• Challenge A:
Answer these questions about the graduate profile:
(i) In what year did Tyler Vaughan earn his B.S., and from which university?
(ii) Who chaired his dissertation?
(iii) Of which program is he currently Program Coordinator?

• Text extract:
Dr. Tyler J. Vaughan (email@example.com) is our 26th Ph.D. graduate. Tyler earned his B.S. in Criminal Justice in 2011 from the University of Northern Colorado and M.S. in Criminal Justice in 2013 as well as Ph.D. in Criminal Justice in 2017 from Texas State University. While completing his Ph.D., Tyler was the College of Applied Arts Outstanding Doctoral Student in 2015, and School of Criminal Justice Outstanding Research Assistant in 2017. He received a Doctoral Research Support Fellowship from the Graduate College at Texas State University. His dissertation examined the interaction between contextual and individual factors in serious youth offending and was chaired by Dr. Mark C. Stafford, and the committee included Drs. Bob E. Vásquez, Shane E. Jones, and Alex R. Piquero. Tyler’s work has been published in the Justice Quarterly, American Journal of Criminal Justce, Crime & Delinquency, Criminal Justice Policy Review, and Behavioral Sciences and the Law. He is currently Assistant Professor of Sociology and Corrections at Minnesota State University Mankato, and is Program Coordinator of the Bachelor of Science in Corrections.

• Challenge B:
Output the lines of the listing as a Markdown table with the columns Row and Line, starting at the first line of the listing and ending at the line that contains "[[93, 137]]". Number each row and leave out blank lines.

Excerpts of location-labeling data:
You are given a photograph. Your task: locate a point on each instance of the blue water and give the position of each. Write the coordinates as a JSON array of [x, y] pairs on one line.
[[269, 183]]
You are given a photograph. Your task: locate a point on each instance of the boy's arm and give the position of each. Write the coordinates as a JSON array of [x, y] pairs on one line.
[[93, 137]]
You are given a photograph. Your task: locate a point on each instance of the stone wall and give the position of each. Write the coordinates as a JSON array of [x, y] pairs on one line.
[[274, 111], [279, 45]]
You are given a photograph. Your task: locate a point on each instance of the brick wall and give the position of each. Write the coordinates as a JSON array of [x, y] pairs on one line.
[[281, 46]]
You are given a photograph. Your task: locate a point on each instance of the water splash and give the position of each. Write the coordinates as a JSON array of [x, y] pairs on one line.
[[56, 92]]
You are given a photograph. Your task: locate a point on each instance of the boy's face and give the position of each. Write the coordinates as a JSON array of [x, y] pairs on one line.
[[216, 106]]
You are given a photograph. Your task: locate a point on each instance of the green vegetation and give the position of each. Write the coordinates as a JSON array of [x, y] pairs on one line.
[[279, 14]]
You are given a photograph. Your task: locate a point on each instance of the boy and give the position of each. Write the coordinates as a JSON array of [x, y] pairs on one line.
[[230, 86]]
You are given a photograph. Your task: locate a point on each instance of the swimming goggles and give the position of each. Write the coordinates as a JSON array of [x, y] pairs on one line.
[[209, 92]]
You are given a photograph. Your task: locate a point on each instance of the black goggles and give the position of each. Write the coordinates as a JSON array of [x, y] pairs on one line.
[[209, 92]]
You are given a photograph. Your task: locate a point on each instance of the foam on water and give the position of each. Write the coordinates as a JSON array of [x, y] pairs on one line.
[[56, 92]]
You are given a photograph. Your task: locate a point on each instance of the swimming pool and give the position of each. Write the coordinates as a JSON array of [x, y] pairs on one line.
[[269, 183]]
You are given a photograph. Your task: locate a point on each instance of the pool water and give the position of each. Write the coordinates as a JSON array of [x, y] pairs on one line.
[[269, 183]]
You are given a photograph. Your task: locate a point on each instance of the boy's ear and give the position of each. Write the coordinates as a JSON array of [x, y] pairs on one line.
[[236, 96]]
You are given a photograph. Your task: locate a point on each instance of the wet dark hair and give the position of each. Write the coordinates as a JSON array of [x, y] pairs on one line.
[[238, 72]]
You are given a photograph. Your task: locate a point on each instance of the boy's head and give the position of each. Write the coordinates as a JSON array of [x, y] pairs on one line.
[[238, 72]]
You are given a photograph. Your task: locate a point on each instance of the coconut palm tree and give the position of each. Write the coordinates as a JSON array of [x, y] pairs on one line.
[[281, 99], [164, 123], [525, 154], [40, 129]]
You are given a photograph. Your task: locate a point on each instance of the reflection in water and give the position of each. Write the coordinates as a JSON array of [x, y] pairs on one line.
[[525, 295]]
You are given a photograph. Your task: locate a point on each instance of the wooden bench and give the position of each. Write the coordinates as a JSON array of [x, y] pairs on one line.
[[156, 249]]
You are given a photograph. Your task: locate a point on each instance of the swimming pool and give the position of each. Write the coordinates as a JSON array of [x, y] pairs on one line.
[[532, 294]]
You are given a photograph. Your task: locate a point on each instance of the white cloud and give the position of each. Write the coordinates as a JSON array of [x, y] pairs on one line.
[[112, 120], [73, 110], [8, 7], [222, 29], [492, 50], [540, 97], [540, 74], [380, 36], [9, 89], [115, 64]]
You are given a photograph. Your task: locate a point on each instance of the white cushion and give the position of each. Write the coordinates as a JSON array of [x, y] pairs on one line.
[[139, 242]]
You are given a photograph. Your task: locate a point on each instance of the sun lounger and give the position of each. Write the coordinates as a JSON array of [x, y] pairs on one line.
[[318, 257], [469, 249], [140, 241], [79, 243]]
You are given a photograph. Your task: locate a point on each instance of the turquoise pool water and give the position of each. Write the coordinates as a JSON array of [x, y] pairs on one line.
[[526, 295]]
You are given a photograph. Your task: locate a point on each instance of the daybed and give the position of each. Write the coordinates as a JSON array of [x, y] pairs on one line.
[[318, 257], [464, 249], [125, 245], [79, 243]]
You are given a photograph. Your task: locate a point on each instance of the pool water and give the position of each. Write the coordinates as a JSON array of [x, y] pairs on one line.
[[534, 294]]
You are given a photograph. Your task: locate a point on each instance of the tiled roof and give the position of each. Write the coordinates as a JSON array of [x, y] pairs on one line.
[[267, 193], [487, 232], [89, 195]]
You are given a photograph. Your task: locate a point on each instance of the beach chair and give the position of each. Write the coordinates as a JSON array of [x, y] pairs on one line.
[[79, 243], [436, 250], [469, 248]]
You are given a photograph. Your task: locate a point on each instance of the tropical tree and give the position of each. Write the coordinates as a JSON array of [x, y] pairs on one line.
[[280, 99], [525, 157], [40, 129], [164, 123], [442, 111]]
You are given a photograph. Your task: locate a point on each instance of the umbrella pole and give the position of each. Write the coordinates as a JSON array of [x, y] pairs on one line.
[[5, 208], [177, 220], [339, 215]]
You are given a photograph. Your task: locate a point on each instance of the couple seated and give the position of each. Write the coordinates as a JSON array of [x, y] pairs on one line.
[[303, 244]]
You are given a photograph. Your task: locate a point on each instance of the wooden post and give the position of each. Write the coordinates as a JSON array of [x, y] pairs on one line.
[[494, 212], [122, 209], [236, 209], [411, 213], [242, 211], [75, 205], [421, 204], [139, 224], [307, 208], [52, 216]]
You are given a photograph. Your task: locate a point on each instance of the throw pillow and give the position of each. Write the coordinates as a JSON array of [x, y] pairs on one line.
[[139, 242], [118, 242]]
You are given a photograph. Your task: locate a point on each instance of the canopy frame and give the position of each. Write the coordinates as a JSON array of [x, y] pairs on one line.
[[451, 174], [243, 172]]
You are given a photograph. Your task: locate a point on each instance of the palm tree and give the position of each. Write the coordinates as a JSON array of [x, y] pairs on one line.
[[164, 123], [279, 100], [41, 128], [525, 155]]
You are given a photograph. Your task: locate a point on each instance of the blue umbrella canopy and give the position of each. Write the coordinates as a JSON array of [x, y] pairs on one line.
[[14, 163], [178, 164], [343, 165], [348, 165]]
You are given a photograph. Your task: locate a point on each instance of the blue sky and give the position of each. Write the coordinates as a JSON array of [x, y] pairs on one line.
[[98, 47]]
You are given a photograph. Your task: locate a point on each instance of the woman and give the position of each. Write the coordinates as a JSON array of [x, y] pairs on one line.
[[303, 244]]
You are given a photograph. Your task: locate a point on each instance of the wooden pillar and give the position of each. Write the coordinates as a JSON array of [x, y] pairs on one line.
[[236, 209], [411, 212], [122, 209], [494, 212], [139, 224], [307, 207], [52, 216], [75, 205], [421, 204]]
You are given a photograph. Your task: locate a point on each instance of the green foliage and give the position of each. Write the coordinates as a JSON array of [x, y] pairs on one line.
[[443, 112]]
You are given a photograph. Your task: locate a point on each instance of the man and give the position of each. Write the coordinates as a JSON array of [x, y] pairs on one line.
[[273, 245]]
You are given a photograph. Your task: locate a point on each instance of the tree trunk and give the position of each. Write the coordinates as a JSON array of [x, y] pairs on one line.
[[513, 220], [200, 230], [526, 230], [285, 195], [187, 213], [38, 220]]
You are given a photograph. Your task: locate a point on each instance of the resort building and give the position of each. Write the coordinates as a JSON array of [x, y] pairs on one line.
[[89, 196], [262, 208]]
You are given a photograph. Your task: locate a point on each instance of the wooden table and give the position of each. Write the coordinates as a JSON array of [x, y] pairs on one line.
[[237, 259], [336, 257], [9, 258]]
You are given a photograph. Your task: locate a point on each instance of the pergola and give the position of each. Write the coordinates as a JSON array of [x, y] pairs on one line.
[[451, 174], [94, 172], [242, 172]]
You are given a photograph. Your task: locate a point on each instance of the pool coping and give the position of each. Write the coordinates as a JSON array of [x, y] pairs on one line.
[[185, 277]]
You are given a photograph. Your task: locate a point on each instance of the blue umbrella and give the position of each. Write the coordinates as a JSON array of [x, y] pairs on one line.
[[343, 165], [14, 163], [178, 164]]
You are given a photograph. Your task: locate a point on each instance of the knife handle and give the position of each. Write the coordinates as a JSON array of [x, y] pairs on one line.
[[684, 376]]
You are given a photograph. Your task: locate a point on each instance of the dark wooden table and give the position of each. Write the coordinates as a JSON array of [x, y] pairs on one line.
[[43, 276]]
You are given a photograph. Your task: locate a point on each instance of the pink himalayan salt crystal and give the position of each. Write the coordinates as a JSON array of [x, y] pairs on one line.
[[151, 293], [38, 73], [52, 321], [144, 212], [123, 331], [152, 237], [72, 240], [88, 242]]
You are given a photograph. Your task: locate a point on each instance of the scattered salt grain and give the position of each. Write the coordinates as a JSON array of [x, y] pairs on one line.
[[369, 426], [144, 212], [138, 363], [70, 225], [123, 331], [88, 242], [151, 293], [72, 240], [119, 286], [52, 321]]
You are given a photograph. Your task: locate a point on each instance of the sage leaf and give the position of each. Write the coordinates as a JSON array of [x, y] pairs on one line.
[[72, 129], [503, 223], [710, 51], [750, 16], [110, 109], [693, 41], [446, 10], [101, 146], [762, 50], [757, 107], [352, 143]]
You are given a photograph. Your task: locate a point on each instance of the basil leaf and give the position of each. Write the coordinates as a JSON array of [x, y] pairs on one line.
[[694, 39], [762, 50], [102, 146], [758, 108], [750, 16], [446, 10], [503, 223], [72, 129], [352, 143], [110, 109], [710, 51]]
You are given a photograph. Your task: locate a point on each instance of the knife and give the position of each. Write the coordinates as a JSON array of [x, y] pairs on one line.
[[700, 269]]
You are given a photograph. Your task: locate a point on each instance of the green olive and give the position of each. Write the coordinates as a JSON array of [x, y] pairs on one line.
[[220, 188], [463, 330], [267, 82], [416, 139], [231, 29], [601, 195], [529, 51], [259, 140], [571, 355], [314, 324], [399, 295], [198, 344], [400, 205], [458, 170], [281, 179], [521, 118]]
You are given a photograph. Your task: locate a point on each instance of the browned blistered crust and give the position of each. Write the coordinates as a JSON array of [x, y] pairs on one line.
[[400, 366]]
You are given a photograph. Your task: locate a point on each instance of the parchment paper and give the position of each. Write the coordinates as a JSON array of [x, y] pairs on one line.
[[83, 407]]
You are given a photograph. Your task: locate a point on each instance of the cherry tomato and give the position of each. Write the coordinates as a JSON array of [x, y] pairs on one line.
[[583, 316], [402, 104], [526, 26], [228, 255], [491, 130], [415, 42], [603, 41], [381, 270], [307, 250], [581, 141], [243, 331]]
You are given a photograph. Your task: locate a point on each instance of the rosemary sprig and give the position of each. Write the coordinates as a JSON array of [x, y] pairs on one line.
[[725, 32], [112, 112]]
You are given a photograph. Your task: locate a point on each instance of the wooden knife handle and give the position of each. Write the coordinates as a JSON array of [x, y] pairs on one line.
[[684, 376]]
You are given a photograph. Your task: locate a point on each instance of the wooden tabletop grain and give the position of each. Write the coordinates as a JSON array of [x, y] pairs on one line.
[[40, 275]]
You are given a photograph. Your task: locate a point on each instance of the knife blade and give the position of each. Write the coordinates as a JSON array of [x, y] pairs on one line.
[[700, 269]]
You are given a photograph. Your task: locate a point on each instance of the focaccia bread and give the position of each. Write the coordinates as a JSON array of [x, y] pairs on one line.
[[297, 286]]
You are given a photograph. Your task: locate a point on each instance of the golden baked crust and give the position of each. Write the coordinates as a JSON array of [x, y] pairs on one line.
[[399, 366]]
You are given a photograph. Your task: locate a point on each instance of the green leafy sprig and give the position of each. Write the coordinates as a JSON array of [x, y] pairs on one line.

• Complete output A:
(i) 2011, from the University of Northern Colorado
(ii) Dr. Mark C. Stafford
(iii) The Bachelor of Science in Corrections

• Complete output B:
| Row | Line |
|---|---|
| 1 | You are given a photograph. Your task: locate a point on each instance of the blue water and give the position of each. Write the coordinates as a JSON array of [x, y] pairs on one line. |
| 2 | [[269, 183]] |
| 3 | You are given a photograph. Your task: locate a point on each instance of the boy's arm and give the position of each. Write the coordinates as a JSON array of [x, y] pairs on one line. |
| 4 | [[93, 137]] |